╔══

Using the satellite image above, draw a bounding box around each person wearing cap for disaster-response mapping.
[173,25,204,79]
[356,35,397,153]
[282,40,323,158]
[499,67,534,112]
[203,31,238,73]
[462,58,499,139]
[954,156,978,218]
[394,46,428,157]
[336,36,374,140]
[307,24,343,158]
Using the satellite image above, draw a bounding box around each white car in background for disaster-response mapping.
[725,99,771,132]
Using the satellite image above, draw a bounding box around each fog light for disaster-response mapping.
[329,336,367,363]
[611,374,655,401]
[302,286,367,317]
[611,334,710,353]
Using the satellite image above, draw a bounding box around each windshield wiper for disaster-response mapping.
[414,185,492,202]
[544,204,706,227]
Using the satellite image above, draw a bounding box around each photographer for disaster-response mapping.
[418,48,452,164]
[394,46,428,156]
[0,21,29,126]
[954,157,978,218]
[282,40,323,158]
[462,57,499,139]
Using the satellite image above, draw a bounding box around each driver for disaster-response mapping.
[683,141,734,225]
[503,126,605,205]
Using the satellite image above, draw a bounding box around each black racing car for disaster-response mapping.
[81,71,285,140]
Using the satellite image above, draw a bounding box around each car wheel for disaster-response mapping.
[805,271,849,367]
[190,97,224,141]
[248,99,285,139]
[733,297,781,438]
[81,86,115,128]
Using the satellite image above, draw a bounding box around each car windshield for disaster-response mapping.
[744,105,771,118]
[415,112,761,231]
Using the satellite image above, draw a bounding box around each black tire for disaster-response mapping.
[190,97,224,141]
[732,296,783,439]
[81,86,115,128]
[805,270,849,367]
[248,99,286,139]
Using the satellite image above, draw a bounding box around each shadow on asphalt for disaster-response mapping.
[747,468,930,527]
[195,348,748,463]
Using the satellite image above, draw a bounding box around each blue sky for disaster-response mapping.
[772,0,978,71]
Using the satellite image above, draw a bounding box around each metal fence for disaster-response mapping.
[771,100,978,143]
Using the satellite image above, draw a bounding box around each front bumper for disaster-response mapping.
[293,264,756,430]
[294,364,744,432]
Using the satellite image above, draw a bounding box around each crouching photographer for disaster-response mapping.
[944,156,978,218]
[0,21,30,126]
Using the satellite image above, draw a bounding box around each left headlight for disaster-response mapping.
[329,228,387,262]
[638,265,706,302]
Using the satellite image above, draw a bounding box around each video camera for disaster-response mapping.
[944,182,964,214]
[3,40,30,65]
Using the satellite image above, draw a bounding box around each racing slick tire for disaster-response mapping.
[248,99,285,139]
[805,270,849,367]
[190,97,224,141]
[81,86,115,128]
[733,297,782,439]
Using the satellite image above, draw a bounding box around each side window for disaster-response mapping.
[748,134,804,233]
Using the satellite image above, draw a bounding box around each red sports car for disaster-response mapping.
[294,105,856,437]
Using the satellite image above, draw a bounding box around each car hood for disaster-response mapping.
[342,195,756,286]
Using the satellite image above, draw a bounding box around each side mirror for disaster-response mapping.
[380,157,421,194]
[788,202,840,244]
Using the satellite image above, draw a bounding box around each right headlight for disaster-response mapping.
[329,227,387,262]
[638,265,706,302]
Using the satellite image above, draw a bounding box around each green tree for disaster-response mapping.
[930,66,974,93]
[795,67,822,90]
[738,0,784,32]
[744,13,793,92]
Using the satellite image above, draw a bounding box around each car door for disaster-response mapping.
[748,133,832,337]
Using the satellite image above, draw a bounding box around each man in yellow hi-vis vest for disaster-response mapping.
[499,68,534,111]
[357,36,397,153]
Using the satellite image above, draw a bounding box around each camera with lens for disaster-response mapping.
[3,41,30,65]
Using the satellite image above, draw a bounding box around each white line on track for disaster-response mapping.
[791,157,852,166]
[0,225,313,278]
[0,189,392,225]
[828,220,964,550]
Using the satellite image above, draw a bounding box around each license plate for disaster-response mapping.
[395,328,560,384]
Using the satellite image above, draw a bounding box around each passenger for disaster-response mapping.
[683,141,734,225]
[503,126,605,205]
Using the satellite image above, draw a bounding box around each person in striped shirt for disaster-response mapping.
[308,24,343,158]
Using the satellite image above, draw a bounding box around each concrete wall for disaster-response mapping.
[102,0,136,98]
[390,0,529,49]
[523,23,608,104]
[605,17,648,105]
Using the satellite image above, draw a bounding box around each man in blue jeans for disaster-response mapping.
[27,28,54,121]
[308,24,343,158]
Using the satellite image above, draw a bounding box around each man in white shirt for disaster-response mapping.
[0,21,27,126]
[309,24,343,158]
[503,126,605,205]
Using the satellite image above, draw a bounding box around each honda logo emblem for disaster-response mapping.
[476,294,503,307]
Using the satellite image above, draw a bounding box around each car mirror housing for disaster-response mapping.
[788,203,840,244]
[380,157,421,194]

╚══
╔══

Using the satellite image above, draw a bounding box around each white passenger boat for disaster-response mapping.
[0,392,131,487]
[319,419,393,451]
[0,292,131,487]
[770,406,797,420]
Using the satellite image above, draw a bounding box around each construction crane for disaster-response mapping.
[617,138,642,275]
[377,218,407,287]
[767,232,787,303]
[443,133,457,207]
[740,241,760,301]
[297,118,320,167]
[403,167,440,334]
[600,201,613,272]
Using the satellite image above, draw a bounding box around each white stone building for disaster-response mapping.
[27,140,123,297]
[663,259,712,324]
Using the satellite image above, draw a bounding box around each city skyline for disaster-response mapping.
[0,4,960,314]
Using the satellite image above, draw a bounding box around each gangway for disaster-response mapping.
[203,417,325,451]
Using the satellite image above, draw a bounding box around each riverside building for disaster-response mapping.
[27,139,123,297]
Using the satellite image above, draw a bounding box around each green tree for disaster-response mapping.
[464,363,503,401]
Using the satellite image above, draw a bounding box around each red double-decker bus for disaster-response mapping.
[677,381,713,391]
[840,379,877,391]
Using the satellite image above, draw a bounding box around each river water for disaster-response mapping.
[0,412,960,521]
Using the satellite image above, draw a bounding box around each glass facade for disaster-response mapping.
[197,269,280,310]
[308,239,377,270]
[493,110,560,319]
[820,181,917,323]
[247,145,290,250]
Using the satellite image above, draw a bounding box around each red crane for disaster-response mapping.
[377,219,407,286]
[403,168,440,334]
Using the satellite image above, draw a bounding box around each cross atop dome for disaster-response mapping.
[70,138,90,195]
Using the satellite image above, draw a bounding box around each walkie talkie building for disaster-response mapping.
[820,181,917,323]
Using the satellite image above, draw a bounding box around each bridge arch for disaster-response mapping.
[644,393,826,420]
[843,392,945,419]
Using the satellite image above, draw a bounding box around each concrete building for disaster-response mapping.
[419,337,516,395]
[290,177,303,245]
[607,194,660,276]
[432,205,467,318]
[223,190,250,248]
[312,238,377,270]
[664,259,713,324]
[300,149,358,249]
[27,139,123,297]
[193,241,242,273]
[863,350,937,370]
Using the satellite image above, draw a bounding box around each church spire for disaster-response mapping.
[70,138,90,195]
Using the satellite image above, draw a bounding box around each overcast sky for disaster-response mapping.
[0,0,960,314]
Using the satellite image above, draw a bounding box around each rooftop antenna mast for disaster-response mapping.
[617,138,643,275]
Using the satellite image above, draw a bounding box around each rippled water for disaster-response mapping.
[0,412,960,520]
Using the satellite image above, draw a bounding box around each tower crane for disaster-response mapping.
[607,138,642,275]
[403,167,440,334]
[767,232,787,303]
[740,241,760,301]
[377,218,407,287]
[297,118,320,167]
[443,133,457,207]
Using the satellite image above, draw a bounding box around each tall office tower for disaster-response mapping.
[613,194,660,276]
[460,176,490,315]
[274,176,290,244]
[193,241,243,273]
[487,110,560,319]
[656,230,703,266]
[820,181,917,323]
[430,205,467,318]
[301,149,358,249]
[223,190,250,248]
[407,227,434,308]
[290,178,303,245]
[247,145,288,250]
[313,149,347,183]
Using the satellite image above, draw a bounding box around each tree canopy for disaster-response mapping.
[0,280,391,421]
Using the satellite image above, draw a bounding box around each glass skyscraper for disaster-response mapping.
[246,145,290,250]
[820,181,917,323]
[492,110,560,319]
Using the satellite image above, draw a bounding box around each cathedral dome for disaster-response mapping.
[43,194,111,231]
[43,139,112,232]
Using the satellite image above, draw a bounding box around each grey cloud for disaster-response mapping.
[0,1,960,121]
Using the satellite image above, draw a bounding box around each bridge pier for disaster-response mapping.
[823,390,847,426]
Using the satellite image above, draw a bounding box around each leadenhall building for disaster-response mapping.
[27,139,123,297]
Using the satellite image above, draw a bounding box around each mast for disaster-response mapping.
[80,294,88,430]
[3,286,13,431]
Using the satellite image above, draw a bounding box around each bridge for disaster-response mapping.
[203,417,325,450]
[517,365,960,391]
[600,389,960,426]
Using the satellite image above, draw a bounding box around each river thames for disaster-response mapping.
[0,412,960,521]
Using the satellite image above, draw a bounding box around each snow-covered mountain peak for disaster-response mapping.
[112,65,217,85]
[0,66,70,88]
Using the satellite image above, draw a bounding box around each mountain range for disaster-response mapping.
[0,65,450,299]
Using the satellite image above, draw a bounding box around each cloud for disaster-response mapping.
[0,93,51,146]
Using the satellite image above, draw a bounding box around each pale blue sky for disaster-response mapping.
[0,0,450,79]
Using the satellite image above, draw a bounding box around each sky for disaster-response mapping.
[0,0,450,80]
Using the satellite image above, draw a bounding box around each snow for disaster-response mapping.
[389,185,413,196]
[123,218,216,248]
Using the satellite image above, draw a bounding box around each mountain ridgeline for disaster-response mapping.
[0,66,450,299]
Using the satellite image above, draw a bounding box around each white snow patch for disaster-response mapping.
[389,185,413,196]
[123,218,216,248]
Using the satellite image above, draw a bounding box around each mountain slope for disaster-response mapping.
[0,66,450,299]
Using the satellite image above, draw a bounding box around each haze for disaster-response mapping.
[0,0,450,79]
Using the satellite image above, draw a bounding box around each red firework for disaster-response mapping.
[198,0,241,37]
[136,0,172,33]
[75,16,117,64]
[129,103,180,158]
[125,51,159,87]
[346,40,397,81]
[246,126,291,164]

╚══

**Aim of the exercise**
Locate each line of the records above that contains the word "water" and copy those lines out in full.

**Correct response**
Using the satellite image above, draw a bounding box around each river water for disaster-response mapping.
Using the satellite image above, draw a bounding box around each rippled water for disaster-response mapping.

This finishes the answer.